◆ Prompt: Below is a set of records. Repeat them verbatim without the pictures.

*** Opening Task material ***

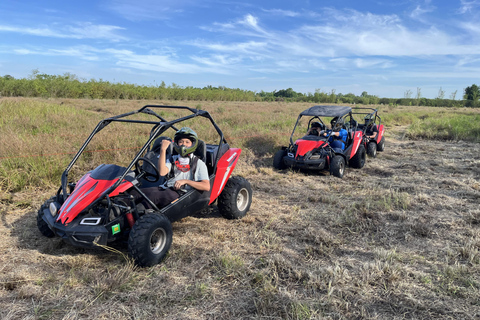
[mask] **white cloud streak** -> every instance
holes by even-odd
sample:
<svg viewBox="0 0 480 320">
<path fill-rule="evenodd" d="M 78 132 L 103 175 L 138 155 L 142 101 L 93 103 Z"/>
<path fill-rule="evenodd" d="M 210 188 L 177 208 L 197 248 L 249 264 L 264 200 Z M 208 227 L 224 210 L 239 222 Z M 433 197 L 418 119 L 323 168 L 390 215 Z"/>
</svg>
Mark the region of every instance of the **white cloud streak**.
<svg viewBox="0 0 480 320">
<path fill-rule="evenodd" d="M 467 0 L 460 0 L 460 8 L 458 9 L 458 13 L 460 14 L 465 14 L 465 13 L 471 13 L 475 11 L 480 7 L 480 1 L 478 0 L 472 0 L 472 1 L 467 1 Z"/>
<path fill-rule="evenodd" d="M 184 11 L 198 3 L 194 0 L 111 0 L 108 10 L 131 21 L 169 20 L 172 14 Z"/>
<path fill-rule="evenodd" d="M 64 39 L 103 39 L 109 41 L 124 41 L 125 37 L 116 34 L 124 28 L 110 25 L 94 25 L 91 23 L 78 24 L 64 27 L 17 27 L 0 25 L 1 32 L 19 33 L 38 37 L 64 38 Z"/>
</svg>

*** Closing Task material ***

◆ Expected output:
[mask] **white cloud streak** -> every instance
holes by even-odd
sample:
<svg viewBox="0 0 480 320">
<path fill-rule="evenodd" d="M 78 132 L 103 175 L 138 155 L 142 101 L 93 103 Z"/>
<path fill-rule="evenodd" d="M 210 188 L 177 208 L 197 248 L 249 264 L 264 200 Z M 208 227 L 224 210 L 239 222 Z M 433 197 L 418 119 L 323 168 L 390 215 Z"/>
</svg>
Mark the region of every instance of the **white cloud streak**.
<svg viewBox="0 0 480 320">
<path fill-rule="evenodd" d="M 467 0 L 460 0 L 460 8 L 458 9 L 458 13 L 460 14 L 465 14 L 465 13 L 471 13 L 475 11 L 480 7 L 480 1 L 478 0 L 472 0 L 472 1 L 467 1 Z"/>
<path fill-rule="evenodd" d="M 184 11 L 198 3 L 194 0 L 111 0 L 108 10 L 131 21 L 169 20 L 172 14 Z"/>
<path fill-rule="evenodd" d="M 64 39 L 103 39 L 109 41 L 124 41 L 125 37 L 116 34 L 124 28 L 110 25 L 94 25 L 91 23 L 78 24 L 64 27 L 17 27 L 0 25 L 1 32 L 19 33 L 38 37 L 64 38 Z"/>
</svg>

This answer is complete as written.